Sendo assim, a meu ver, a política de Estado para a educação escolar é neoliberal, do mesmo modo, ancorada na razão moderna, sustentada nas ideologias cristãs, coloniais escravagistas: é salvacionista, adaptativa e meritocrática; é tolerante, exige capacidade de superação e resiliência, sempre do/a diferente, sempre o/a outro/a. Sem condições adequadas de trabalho, os/as trabalhadores/as da educação se viram com gambiarras, como o suborno pedagógico. Entretanto, uma pedagogia freireana alicerçada na “pedagogia da autonomia”, “pedagogia do esperançar”, e com uma compreensão horizontalizada e verticalizada das pedagogias das opressões e das violências, sejam elas físicas, mentais e/ou simbólicas, em diálogo na “educação inter/transcultural e no bilinguismo epistêmico, nos aponta possibilidades de acolher outras realidades educativas para abertura a outros mundos, outras cosmopercepções, com a generosidade do compartilhar saberes, sentimentos e espiritualidades em línguas diversas, em coaprendizagens, rumo à intercompreensão”.

[MATERIAL DE ORIGEM]
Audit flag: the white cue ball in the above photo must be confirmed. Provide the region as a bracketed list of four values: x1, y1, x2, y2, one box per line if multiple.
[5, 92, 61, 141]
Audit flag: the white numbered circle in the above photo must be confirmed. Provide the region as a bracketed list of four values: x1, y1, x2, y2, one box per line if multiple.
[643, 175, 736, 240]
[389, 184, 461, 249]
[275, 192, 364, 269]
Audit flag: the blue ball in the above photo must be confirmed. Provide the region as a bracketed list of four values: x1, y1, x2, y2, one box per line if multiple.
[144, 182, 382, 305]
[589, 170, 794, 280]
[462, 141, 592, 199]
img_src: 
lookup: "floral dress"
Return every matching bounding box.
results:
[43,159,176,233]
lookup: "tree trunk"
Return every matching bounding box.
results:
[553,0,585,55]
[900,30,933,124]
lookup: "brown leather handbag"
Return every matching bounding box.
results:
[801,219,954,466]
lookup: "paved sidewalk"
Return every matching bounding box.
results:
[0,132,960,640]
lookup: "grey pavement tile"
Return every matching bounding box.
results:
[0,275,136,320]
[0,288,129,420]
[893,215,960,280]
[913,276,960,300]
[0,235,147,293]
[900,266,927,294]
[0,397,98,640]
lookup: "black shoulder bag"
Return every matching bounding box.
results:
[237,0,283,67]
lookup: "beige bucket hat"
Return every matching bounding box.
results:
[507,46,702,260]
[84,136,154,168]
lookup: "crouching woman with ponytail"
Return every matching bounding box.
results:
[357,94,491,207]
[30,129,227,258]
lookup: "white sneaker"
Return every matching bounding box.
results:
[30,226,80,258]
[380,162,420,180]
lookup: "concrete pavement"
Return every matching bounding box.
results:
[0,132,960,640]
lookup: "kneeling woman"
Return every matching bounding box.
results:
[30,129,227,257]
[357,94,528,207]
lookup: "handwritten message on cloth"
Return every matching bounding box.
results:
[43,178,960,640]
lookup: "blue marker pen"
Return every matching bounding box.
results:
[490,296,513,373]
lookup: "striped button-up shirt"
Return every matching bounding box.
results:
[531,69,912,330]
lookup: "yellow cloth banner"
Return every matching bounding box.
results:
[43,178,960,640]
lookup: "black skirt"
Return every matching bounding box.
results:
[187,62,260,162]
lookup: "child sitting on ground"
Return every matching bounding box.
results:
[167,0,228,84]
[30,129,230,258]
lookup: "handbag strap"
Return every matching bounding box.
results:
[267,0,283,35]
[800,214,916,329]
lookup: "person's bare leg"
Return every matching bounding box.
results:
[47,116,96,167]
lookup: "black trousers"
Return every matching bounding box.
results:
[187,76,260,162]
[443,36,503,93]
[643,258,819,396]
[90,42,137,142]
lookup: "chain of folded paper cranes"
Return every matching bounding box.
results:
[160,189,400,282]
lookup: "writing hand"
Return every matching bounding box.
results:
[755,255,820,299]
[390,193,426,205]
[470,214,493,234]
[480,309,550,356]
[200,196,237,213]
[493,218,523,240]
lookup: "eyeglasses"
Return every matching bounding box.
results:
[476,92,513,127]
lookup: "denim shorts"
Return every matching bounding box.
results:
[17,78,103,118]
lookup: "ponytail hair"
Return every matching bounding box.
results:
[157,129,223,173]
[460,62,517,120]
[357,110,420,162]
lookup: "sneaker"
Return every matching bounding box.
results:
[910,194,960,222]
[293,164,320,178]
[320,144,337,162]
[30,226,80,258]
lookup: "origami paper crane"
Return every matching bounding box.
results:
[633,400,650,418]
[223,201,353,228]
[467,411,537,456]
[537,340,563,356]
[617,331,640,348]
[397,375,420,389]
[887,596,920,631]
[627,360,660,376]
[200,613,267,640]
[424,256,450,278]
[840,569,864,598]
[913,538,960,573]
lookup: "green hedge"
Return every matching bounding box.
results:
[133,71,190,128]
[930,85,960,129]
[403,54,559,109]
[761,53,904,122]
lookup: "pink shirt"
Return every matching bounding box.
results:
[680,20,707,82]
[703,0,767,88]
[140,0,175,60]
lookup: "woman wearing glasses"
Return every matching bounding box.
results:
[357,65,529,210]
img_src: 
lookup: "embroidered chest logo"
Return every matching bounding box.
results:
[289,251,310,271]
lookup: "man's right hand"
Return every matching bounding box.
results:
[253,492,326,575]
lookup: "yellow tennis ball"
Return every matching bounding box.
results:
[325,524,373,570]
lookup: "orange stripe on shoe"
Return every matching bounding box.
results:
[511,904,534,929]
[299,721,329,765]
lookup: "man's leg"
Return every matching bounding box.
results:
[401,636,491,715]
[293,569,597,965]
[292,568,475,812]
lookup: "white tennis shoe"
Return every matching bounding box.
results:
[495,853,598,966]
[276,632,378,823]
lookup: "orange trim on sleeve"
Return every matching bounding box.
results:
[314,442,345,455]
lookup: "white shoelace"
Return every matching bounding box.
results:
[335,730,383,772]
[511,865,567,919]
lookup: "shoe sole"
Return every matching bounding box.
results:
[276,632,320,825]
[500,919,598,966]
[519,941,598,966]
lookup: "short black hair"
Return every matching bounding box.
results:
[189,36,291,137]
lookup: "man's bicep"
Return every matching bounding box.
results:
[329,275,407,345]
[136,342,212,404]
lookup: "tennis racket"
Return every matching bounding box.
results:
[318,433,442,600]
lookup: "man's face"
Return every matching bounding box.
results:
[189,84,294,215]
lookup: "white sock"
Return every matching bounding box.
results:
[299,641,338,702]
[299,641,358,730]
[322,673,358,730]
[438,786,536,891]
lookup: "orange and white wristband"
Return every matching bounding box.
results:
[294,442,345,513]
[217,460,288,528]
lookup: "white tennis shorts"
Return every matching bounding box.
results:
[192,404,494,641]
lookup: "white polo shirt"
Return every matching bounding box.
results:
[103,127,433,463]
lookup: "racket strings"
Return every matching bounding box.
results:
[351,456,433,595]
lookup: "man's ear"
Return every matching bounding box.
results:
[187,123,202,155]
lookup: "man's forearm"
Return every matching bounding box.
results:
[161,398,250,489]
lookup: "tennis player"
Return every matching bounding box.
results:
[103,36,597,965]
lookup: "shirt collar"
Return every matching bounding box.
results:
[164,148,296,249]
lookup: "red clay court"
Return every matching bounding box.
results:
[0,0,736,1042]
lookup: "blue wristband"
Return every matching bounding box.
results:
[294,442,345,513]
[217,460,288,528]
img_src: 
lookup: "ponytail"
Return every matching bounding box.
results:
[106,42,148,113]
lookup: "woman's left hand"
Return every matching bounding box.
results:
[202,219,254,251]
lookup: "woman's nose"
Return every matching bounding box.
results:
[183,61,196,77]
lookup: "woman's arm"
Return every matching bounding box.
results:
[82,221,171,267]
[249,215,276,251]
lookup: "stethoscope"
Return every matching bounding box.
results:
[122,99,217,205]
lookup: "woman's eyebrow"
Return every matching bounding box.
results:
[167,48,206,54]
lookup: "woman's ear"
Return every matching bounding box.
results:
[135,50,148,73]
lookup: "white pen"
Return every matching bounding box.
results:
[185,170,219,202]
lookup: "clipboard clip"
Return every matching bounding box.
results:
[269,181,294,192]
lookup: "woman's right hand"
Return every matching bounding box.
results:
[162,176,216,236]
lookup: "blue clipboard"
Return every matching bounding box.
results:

[ORDEM DE SERVIÇO] Segundo o texto sobre a política de Estado para a educação escolar, a que recorrem os trabalhadores da educação quando não têm condições adequadas de trabalho? Responda com base apenas no texto fornecido.

[TAREFA CONCLUÍDA] Recorrem a gambiarras, como o suborno pedagógico.